Source passage:
Mortimer B. Zuckerman

Misunderstanding between Israel and United States on housing shows the risk

Who would have thought that a decision by a community planning board in the third year and at the fourth level of a seven-step process that still has years to go before construction can begin could ignite a firestorm between Israel and The United States?

The action -- a stage in the bureaucratic approval of 1,600 new housing units in East Jerusalem -- was singularly ill-timed. It coincided, of course, with the arrival of Vice President Joe Biden for talks with Israeli Prime Minister Binyamin Netanyahu. It was then immediately interpreted worldwide as Israel's defiance of U.S. pressure to stop building. The vice president was upset; he left the prime minister and his wife waiting for an hour and an half for a dinner that had been coordinated in advance.

It's clear now that Netanyahu himself was blindsided by the bureaucracy. He was profuse in his apologies for a "destructive" act and asserted that there was no intention to time the announcement for the vice president's visit. He is to be believed. It was Netanyahu who recently instructed Jerusalem Mayor Nir Barkat to cancel a similar plan to redo the housing in Silwan, another part of Jerusalem but one occupied by Arabs. It would have been suicidal for him to sabotage Vice President Biden, who has long been a good friend of Israel and intended to reiterate the Obama administration's commitment to ensuring that Iran does not gain a nuclear weapons capability. Even Netanyahu's sharpest critics don't believe he would have acted in a manner so contrary to Israel's own perception of its national interests.

After his apology, he and Biden worked out an accommodation as to how the issue should be dealt with to make sure there are no more surprises. Biden thereupon reaffirmed that the U.S. relationship with Israel was "impervious" and would endure "no matter what challenges we face."

That might have laid the ground for a new beginning. After all, the housing contemplated is to be in a section of Jerusalem occupied almost exclusively by the Jewish community, about five blocks from the pre-1967 border. It's in an area where Israel's eventual sovereignty has been taken for granted in round after round of two-state negotiations, including President Clinton's "parameters," in which Jewish neighborhoods in East Jerusalem would remain under Israeli sovereignty and Arab neighborhoods would be under Palestinian sovereignty. Every peace negotiation has contemplated the formal inclusion of this area under Israeli control, much as Arab enclaves within Jerusalem have been envisioned remaining under Palestinian control. And the 1,600 units in question are urgently required to house a growing local population that has nowhere to go. An overwhelming number of Israelis support accommodation for the normal growth of the Jewish population in their sacred city.

Items from a labeling collection
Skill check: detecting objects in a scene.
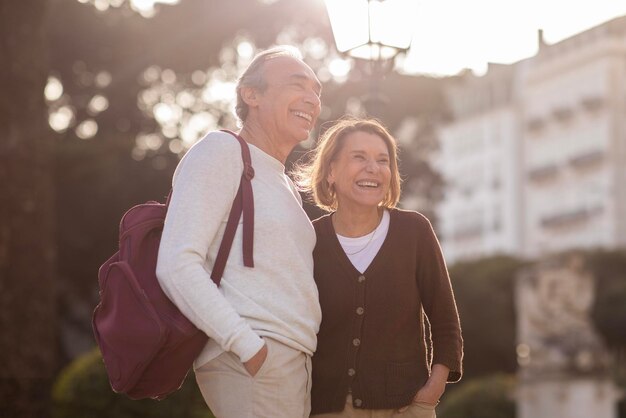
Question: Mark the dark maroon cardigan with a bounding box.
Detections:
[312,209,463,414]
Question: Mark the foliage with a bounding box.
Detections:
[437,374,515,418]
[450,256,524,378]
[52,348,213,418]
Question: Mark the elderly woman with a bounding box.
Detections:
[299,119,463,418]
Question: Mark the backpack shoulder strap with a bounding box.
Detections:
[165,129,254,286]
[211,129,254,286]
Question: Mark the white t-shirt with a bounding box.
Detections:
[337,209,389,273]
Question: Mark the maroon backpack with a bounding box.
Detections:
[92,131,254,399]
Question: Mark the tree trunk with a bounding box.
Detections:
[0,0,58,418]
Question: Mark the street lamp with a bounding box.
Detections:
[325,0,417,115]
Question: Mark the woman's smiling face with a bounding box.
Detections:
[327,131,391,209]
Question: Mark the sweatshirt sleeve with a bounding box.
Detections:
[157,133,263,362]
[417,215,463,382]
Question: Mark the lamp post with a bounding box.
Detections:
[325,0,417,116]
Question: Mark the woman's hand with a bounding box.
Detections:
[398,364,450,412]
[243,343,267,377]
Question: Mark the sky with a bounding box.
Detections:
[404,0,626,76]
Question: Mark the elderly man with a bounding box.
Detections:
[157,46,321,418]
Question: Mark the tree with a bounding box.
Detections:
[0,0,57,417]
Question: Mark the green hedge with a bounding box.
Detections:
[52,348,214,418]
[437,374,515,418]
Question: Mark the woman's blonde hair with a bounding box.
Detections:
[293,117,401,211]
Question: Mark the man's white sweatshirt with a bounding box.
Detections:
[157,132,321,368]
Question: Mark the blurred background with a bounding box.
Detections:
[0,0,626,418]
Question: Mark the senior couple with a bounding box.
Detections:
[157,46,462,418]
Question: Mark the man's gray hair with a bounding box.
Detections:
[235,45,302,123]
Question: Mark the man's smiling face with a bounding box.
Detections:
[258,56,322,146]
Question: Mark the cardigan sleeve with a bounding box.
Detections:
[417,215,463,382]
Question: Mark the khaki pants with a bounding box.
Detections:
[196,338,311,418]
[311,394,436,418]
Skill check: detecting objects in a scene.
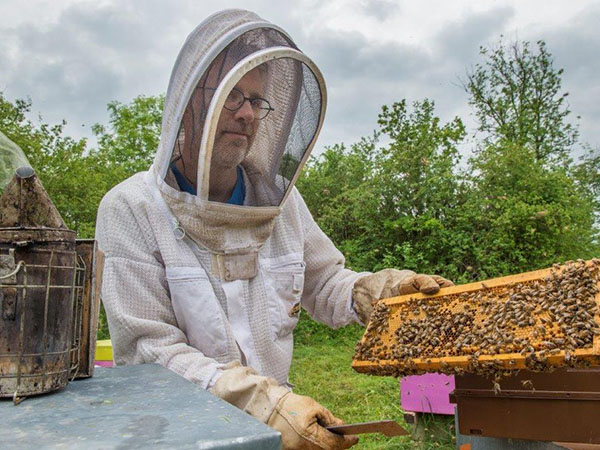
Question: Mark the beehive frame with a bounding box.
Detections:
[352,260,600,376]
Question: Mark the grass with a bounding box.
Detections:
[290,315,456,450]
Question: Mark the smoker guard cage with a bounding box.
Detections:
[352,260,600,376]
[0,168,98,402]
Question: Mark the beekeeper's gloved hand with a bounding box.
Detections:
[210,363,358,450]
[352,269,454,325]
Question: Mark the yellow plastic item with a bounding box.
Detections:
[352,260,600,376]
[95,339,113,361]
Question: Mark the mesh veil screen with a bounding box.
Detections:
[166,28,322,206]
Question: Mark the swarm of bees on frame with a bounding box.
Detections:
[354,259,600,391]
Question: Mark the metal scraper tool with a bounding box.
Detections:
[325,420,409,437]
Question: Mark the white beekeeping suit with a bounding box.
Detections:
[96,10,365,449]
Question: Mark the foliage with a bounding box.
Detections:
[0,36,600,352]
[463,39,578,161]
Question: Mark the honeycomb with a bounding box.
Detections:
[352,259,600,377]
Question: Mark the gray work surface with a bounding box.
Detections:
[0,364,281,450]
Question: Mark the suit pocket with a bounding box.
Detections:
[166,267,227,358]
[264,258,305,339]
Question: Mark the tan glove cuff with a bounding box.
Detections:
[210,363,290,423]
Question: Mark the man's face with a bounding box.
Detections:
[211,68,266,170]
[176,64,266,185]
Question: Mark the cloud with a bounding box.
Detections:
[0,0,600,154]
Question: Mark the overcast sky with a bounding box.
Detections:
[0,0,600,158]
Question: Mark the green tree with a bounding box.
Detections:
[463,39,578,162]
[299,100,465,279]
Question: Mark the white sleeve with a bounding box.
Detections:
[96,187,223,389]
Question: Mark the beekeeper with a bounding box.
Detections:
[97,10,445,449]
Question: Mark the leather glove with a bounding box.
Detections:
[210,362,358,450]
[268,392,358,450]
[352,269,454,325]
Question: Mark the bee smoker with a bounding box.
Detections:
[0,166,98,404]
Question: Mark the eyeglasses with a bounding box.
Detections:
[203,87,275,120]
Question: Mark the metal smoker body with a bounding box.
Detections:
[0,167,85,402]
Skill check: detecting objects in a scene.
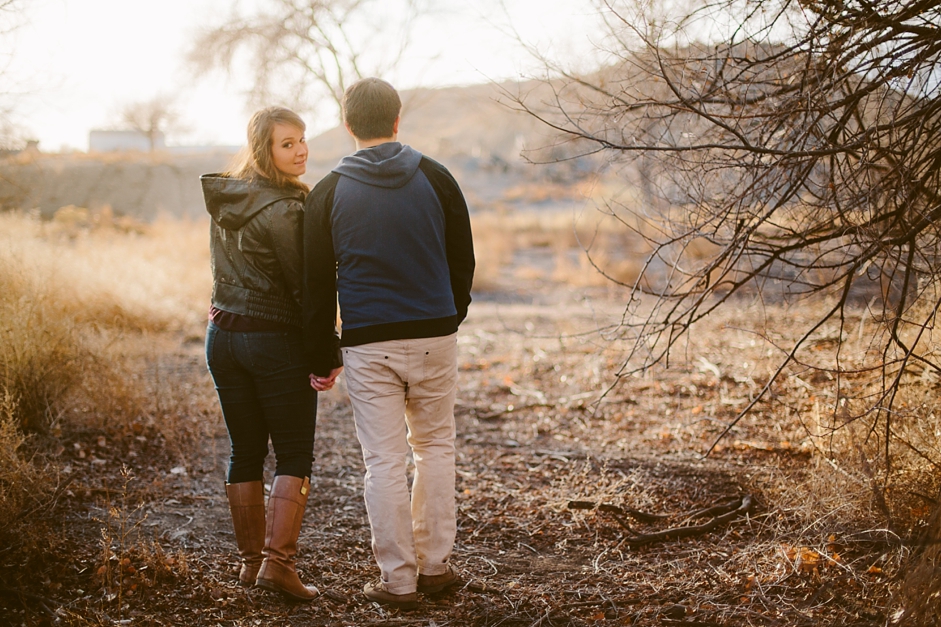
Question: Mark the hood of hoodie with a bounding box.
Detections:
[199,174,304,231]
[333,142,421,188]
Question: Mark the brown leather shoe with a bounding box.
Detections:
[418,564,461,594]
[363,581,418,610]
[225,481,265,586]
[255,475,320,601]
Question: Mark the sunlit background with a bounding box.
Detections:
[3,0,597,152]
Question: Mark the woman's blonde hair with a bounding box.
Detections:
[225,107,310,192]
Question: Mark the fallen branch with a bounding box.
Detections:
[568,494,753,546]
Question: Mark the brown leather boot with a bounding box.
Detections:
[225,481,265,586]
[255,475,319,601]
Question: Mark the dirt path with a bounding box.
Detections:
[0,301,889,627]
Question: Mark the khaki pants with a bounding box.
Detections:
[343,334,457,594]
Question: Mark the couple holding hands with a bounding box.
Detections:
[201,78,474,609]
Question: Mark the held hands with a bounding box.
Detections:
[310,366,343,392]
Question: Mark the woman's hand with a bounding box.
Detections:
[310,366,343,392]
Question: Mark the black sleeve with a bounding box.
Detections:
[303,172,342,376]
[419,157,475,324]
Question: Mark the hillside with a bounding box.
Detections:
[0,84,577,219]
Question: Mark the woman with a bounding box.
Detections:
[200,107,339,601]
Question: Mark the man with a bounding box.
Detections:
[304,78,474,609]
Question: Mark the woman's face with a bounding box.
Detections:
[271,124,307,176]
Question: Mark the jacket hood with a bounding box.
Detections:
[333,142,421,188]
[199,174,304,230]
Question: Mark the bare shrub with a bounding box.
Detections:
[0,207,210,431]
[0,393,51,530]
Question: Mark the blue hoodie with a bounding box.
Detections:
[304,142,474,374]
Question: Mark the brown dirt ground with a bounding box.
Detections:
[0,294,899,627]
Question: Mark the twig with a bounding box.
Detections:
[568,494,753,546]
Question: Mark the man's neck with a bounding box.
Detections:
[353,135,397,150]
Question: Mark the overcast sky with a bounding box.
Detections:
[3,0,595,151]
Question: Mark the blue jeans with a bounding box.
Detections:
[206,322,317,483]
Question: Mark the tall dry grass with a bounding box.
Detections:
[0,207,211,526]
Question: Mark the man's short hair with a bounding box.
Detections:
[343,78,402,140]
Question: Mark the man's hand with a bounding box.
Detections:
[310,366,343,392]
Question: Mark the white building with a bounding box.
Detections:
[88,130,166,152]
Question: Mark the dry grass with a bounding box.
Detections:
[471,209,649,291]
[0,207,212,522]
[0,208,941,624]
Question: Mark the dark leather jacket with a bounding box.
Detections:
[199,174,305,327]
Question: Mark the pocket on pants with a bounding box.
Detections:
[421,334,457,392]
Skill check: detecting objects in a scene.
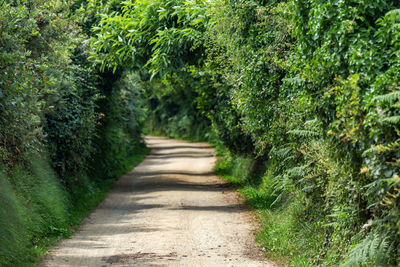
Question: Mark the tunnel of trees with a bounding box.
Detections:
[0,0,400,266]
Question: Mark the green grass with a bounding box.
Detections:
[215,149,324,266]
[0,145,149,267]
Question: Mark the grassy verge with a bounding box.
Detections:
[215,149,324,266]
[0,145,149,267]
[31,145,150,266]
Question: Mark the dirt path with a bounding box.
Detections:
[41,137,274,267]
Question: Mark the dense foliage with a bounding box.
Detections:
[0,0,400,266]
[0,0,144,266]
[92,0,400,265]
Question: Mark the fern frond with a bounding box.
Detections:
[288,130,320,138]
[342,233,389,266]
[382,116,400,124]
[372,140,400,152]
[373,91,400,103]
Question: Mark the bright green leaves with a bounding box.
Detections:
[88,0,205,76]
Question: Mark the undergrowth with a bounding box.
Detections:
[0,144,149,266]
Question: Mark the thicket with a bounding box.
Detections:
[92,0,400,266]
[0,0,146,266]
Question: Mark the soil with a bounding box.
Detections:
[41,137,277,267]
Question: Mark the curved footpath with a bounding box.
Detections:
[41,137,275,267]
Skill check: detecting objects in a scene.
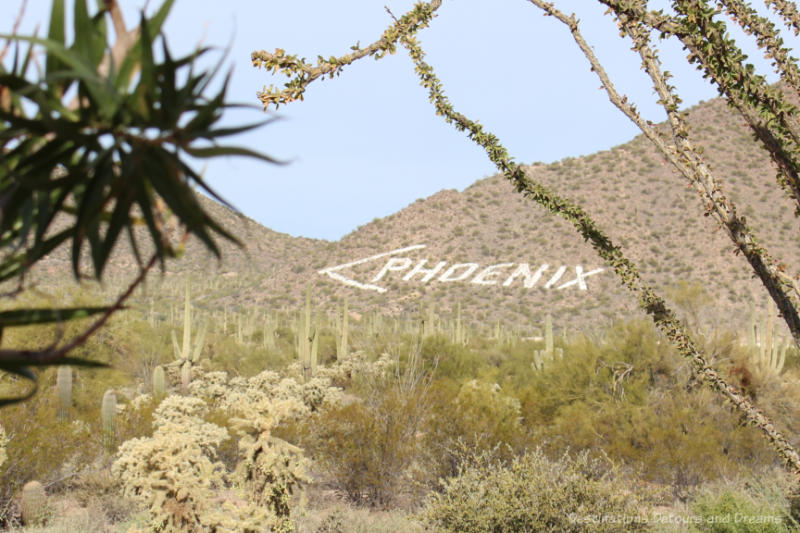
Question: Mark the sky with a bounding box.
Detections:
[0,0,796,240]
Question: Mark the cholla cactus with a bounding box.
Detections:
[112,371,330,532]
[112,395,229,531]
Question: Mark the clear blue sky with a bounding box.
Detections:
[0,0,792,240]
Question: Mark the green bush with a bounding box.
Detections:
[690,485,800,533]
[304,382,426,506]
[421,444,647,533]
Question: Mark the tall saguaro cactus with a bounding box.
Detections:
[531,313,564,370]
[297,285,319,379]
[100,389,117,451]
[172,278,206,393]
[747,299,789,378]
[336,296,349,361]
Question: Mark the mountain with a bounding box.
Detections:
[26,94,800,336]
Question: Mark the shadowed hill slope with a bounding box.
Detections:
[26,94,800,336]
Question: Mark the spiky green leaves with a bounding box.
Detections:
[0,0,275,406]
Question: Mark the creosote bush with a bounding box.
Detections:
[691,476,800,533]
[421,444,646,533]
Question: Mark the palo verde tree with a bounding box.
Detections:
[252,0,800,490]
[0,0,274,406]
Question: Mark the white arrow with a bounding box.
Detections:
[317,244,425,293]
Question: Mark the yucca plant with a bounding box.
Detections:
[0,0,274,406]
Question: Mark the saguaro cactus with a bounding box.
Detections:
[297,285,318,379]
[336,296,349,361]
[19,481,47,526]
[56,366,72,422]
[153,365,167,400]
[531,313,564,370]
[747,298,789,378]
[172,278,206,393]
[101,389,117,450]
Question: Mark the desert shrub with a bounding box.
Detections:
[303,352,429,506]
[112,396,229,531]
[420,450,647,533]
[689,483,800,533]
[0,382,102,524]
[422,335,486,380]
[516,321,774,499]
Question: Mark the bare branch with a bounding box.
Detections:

Goal: Go on with the opinion piece about the Israel–U.S. housing dispute, starting after its last sentence. The items have no connection to the opinion piece on the Israel–U.S. housing dispute.

Response to this task:
But hardly had Biden and Netanyahu reached an understanding before the vice president's stance was countermanded by Secretary of State Hillary Clinton. There was the secretary's demeaning upbraiding of the Israeli ambassador, followed by a series of national TV interviews in which she described the incident as an insult, not just to the vice president but to America. This, in turn, was underscored in national TV appearances by senior White House aide David Axelrod, who called it "an affront." The climax of the over-the-top responses was Clinton's threatening Israel with a change in its security relationship with America. This would be counterproductive to the hopes of a Middle East settlement because, without the measure of security now provided to Israel, it would be even more difficult for the only democracy in the Middle East to do what it has to do to work out a two-state solution with the Palestinians.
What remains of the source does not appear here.